**Texto de estudo**.
------------------------------------------------

O título de revolucionário, abandonado pela classe política, foi recuperado pelos empresários e corporações. Não há necessidade de ir a Downing Street, Casa Branca ou Kremlin saber o destino da humanidade, mas aos centros de pesquisas avançadas. É lá que você vai encontrar o Lenin dos nossos tempos. Essa comparação se deve à audácia e alcance dos seus projetos, bem como pelas suas aspirações de destruir o nosso já velho mundo para reconstruir um novo em seu lugar.
Em termos de ousadia e ambição, eles podem até mesmo superar Lenin. Os comunistas sempre pensaram e agiram dentro dos limites da realidade dos modelos econômicos. Eles tinham como certo o fato de que os recursos são limitados, a demanda deve ser equilibrada pela oferta, os seres humanos são essenciais para a economia e o trabalho é fundamental para a vida humana. Pelo contrário, os visionários de hoje imaginam um futuro de abundância em que máquinas inteligentes substituem os humanos na economia, a oferta não equilibra a demanda e vida já não depende do trabalho.
Essa ideologia é baseada na separação entre inteligência e consciência. Até agora a grande inteligência sempre foi inseparável de uma consciência desenvolvida. Só seres conscientes poderiam realizar tarefas que exigem um alto nível de inteligência: jogar xadrez, dirigir um carro, diagnosticar uma doença ou matar terroristas. No entanto, grandes corporações de tecnologia estão criando novos tipos de inteligência não consciente, por meio da inteligência artificial e do “big data”, que são capazes de superar os seres humanos na execução dessas e muitas outras tarefas ainda mais complexas.

------------------------------------------------

**Instruções**.
**1)** Segundo o texto de estudo, a quem se compara Lenin nos nossos tempos e por quê? Responda em até três frases.
**2)** Reproduza o trecho do texto de estudo entre "Em termos de" e "depende do trabalho.", inclusive.

**Dados do exercício**.
------------------------------------------------

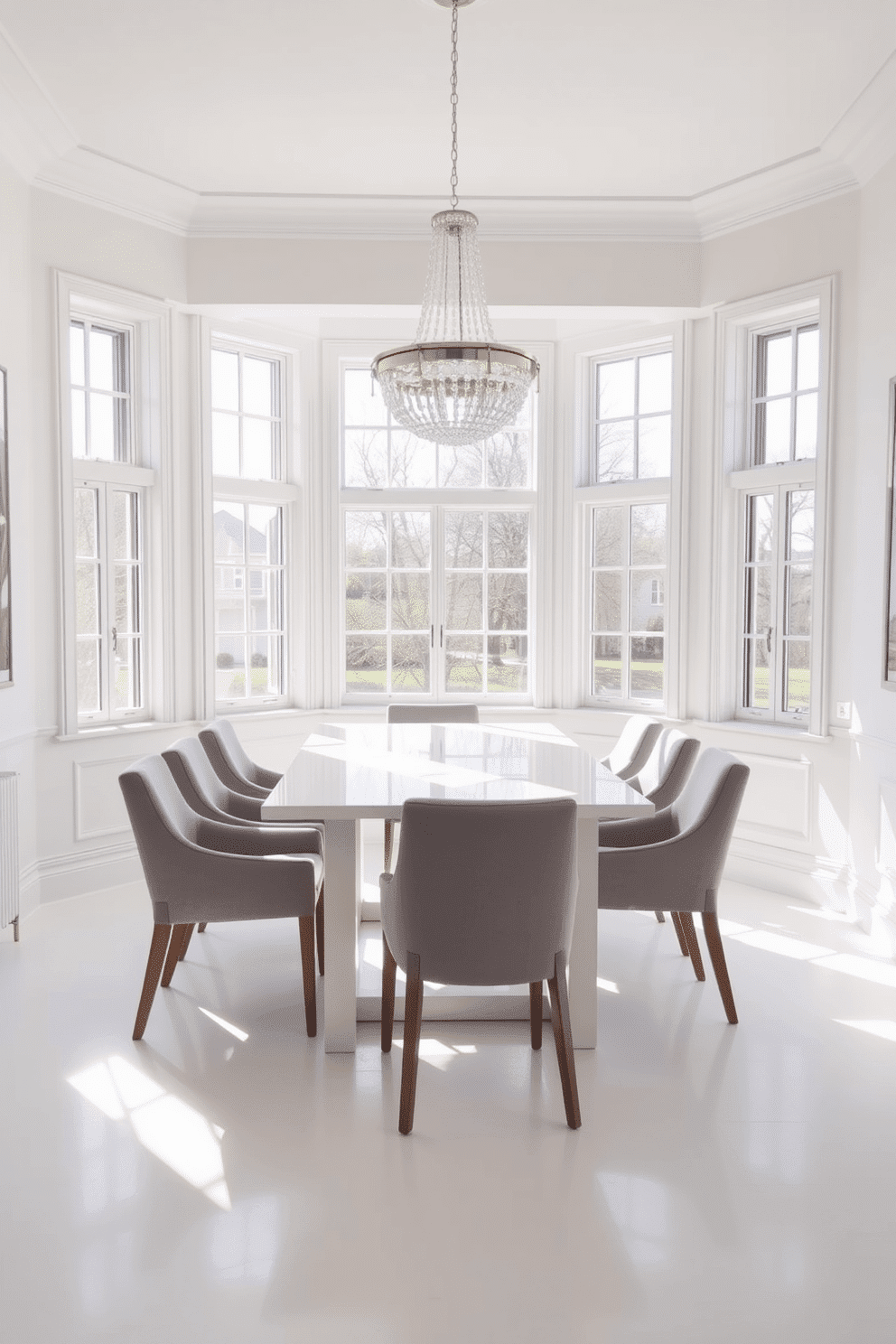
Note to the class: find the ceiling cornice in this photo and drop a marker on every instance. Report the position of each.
(43, 148)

------------------------------------------------

**Exercícios resolvidos**.
**1)** A comparação é feita com quem está nos centros de pesquisas avançadas. Ela se deve à audácia e ao alcance de seus projetos e à aspiração de destruir o velho mundo para reconstruir um novo em seu lugar.

**2)**
Em termos de ousadia e ambição, eles podem até mesmo superar Lenin. Os comunistas sempre pensaram e agiram dentro dos limites da realidade dos modelos econômicos. Eles tinham como certo o fato de que os recursos são limitados, a demanda deve ser equilibrada pela oferta, os seres humanos são essenciais para a economia e o trabalho é fundamental para a vida humana. Pelo contrário, os visionários de hoje imaginam um futuro de abundância em que máquinas inteligentes substituem os humanos na economia, a oferta não equilibra a demanda e vida já não depende do trabalho.